In the data below, find the lines containing "green" and say how many there are, nothing more.

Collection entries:
• • • •

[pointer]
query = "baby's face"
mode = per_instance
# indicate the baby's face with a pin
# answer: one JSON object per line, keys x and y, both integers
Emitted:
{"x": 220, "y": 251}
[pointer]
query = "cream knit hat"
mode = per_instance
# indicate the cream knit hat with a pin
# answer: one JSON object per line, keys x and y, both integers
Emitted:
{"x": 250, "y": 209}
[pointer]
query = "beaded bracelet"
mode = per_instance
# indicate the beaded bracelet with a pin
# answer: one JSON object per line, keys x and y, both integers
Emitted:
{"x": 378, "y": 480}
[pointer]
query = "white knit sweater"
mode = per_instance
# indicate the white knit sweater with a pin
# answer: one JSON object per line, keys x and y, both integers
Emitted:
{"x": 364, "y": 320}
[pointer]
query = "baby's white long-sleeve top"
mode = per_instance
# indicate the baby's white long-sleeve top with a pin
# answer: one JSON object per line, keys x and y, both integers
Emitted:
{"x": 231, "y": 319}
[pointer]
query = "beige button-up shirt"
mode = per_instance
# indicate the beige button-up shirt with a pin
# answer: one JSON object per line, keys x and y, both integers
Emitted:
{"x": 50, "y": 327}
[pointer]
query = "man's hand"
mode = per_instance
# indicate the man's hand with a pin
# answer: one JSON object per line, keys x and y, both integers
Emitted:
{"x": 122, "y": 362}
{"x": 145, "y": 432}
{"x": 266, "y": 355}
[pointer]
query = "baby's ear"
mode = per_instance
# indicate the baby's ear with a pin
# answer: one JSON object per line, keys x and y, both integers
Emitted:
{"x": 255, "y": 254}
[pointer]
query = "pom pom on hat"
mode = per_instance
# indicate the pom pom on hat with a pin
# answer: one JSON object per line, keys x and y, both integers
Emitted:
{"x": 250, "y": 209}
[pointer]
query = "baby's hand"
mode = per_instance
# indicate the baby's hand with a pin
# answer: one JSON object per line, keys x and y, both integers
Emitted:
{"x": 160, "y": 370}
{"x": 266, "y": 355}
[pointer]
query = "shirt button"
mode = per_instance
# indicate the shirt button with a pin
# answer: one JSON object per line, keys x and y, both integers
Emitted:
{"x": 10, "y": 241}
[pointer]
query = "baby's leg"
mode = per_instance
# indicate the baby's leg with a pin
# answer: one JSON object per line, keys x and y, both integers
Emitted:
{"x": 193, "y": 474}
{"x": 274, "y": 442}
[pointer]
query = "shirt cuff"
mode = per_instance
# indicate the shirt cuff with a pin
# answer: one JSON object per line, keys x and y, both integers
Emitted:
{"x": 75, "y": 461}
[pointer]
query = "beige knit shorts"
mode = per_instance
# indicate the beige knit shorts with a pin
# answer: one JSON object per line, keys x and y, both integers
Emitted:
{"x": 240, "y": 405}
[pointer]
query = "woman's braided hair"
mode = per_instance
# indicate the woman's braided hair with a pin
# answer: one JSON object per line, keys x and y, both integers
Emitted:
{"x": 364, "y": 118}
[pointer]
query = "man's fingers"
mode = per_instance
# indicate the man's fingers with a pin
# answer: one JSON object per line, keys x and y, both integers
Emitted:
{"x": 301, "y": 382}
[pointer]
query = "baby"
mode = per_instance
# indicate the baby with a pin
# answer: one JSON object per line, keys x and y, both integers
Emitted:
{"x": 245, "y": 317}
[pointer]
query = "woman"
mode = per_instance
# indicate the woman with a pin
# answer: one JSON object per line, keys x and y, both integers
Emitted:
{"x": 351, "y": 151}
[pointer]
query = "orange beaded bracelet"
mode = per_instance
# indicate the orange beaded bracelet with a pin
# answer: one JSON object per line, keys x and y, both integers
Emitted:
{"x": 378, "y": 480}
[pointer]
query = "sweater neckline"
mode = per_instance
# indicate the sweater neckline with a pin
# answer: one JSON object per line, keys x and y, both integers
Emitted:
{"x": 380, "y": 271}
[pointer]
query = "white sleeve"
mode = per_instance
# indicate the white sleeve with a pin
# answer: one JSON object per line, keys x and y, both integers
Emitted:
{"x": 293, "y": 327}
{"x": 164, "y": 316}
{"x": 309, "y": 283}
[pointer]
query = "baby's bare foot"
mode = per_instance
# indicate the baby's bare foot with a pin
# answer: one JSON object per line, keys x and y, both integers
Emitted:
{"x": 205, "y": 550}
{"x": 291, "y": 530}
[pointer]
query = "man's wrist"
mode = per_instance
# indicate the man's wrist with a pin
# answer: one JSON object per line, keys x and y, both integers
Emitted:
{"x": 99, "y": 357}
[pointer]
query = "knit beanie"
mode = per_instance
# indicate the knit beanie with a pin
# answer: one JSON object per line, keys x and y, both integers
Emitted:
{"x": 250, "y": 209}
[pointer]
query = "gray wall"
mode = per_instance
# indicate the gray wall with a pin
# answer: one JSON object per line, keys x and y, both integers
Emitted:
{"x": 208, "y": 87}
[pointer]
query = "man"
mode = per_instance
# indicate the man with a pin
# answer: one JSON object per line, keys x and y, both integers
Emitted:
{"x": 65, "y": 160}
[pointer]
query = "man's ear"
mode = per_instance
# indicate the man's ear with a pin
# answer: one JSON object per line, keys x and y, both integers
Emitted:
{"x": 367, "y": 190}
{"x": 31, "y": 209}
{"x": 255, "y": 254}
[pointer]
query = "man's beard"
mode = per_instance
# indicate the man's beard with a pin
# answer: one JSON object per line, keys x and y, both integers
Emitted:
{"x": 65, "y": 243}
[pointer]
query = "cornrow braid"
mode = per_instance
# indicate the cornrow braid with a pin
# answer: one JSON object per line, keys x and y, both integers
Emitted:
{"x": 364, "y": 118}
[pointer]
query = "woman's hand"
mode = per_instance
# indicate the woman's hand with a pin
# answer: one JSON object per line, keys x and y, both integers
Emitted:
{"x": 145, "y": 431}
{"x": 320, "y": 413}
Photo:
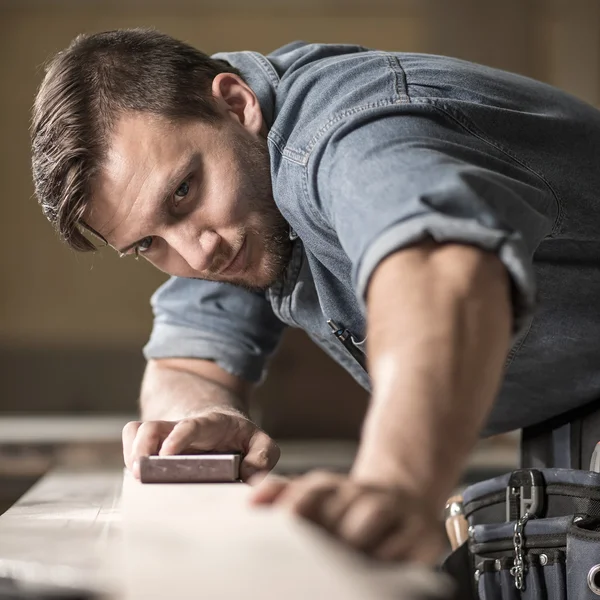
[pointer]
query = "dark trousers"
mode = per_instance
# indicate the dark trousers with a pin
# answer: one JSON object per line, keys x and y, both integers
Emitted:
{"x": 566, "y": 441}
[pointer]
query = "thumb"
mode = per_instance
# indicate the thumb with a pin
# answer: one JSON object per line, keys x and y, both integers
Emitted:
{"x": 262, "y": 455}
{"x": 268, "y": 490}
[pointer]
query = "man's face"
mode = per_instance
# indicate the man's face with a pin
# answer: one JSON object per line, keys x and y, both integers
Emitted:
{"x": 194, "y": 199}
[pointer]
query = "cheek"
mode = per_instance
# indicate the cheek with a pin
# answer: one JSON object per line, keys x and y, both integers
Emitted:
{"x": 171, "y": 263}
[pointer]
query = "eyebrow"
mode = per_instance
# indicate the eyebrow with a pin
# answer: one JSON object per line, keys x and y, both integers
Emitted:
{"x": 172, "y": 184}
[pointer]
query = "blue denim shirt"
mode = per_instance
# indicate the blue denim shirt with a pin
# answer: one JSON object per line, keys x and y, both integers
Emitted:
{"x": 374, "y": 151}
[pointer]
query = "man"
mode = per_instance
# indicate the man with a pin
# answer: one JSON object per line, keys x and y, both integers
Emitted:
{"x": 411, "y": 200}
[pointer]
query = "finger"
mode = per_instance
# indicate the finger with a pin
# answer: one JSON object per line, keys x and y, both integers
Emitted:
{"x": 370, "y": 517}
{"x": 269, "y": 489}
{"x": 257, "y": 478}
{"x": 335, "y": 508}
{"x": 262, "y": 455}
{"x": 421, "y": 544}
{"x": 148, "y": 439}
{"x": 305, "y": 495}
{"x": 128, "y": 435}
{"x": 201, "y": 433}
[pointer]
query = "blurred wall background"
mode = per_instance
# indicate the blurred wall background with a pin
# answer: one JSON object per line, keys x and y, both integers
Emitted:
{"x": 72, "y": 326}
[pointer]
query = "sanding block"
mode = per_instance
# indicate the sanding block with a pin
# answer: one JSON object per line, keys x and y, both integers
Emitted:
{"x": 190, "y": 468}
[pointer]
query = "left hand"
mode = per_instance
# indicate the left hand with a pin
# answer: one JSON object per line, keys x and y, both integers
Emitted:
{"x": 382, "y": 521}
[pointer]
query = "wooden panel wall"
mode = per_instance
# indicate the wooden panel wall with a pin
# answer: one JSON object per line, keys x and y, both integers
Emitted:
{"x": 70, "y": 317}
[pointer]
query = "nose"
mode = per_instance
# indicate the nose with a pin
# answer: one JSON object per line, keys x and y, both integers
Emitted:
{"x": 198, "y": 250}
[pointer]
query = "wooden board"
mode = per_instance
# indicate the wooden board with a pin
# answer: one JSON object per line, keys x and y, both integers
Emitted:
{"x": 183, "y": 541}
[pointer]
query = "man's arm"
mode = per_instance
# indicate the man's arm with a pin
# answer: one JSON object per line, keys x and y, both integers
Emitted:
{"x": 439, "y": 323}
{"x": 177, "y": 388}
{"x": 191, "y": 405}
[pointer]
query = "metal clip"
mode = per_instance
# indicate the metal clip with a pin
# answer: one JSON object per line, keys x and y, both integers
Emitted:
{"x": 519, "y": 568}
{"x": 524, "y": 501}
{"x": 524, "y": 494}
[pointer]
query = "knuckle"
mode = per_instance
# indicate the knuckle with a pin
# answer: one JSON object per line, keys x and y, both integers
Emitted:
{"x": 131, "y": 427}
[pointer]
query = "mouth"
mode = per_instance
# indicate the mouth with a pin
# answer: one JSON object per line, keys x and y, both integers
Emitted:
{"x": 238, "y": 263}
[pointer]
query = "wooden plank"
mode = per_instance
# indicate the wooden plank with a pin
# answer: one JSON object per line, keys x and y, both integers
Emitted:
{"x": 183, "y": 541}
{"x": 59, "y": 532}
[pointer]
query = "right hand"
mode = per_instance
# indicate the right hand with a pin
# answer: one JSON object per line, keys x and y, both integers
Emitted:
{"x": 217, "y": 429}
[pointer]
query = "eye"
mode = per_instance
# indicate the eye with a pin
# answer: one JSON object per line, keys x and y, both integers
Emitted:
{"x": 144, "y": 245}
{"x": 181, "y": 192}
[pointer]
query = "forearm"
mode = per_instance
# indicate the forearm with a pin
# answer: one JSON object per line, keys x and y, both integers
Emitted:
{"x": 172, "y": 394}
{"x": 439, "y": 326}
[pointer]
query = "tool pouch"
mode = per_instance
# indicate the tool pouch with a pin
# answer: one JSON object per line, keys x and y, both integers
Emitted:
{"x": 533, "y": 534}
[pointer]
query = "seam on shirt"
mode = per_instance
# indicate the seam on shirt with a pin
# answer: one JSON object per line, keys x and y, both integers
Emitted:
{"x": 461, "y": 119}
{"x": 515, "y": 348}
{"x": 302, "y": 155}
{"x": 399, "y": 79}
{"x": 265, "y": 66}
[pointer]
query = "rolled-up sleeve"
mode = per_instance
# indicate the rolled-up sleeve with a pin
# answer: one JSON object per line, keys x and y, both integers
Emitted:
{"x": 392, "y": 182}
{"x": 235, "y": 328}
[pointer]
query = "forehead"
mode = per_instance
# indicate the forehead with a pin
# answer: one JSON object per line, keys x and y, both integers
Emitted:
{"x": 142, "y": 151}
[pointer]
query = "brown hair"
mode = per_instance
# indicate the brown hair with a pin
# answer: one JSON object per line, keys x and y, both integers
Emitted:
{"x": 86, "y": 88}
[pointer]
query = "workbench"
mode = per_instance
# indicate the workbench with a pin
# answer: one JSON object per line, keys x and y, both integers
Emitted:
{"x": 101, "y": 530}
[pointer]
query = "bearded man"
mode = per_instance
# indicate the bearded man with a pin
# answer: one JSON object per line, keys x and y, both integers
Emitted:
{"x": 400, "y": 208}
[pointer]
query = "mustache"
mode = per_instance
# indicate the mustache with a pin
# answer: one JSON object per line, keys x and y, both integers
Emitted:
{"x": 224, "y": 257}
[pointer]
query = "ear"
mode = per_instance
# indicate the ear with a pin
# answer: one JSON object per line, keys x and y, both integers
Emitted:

• • • •

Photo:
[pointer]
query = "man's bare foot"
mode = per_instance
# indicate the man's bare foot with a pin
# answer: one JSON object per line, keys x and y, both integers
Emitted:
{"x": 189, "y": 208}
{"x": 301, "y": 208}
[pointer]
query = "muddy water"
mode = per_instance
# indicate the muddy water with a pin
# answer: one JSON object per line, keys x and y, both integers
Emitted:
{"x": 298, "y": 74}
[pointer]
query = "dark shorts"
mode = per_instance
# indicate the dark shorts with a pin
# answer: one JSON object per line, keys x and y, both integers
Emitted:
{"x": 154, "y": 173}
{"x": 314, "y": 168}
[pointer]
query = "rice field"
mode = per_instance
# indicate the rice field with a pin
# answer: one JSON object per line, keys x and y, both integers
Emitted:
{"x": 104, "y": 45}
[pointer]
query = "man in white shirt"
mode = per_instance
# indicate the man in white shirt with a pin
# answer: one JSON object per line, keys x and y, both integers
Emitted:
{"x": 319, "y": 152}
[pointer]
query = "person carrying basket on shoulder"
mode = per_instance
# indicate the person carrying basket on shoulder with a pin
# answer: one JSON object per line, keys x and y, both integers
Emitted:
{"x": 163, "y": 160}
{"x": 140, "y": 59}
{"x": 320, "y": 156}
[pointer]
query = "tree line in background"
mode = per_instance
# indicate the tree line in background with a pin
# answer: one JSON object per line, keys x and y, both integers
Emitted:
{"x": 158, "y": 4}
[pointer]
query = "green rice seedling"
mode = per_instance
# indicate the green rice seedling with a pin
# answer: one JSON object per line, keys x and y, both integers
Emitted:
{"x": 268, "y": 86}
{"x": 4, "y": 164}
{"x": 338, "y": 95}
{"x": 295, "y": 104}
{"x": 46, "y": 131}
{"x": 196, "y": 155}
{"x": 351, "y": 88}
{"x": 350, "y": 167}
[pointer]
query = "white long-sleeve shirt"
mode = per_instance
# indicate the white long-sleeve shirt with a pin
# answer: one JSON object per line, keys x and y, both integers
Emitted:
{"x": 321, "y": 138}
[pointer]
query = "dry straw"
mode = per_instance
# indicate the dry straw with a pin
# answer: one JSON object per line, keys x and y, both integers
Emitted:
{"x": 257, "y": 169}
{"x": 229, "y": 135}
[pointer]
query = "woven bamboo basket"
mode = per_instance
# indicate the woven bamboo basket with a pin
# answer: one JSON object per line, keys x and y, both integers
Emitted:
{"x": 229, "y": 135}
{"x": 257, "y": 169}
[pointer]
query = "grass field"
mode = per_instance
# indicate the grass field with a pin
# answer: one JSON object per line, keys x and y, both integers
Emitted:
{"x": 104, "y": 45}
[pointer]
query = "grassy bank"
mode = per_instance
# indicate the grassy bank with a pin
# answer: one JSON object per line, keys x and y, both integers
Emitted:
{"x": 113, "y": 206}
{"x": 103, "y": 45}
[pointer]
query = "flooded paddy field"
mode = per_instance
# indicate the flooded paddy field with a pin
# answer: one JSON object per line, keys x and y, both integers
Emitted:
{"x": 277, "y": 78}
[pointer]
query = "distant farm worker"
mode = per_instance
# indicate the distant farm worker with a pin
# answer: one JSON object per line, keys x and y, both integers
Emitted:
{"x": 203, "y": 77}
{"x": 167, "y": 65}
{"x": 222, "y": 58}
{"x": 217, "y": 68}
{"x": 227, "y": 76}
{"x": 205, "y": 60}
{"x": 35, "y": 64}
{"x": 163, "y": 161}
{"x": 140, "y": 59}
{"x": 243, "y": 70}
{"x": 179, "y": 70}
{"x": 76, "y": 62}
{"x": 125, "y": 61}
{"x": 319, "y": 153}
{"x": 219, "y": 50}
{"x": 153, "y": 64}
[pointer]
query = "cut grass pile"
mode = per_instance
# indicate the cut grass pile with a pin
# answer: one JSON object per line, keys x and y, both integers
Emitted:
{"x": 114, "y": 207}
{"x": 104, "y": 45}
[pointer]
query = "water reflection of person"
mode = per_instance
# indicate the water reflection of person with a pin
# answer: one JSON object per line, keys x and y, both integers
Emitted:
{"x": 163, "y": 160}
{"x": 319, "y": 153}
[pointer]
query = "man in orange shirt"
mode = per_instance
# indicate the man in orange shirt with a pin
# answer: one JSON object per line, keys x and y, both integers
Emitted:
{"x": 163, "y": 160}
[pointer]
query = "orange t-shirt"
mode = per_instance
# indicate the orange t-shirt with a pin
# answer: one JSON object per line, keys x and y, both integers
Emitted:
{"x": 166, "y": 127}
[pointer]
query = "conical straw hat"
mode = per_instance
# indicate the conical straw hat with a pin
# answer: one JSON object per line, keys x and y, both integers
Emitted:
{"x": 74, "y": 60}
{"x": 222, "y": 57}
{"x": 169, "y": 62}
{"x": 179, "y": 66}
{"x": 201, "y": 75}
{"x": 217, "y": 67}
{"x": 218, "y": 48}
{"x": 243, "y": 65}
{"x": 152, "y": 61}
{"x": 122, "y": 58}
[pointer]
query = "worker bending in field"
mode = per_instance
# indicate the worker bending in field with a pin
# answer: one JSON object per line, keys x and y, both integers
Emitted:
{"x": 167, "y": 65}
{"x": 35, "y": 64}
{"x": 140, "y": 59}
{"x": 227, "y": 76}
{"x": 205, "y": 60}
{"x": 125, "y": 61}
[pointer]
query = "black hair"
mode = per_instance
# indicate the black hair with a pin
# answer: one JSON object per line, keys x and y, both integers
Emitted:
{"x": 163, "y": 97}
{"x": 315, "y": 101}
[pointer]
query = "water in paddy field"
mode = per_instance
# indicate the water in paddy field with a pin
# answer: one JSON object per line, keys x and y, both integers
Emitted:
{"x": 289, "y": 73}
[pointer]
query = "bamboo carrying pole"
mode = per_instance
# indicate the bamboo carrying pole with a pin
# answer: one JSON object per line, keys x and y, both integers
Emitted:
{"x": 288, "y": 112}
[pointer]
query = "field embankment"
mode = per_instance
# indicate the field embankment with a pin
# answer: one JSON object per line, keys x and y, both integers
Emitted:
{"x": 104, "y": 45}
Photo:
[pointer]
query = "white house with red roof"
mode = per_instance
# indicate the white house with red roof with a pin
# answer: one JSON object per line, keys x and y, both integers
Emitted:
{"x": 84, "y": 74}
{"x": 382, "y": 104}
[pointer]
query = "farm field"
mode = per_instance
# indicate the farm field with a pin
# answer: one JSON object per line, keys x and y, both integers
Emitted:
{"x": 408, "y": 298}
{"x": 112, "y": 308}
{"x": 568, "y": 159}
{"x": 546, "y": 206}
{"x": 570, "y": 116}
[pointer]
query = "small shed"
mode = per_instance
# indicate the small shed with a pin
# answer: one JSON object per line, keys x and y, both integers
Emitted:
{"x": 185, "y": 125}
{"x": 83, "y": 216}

• • • •

Result of the task:
2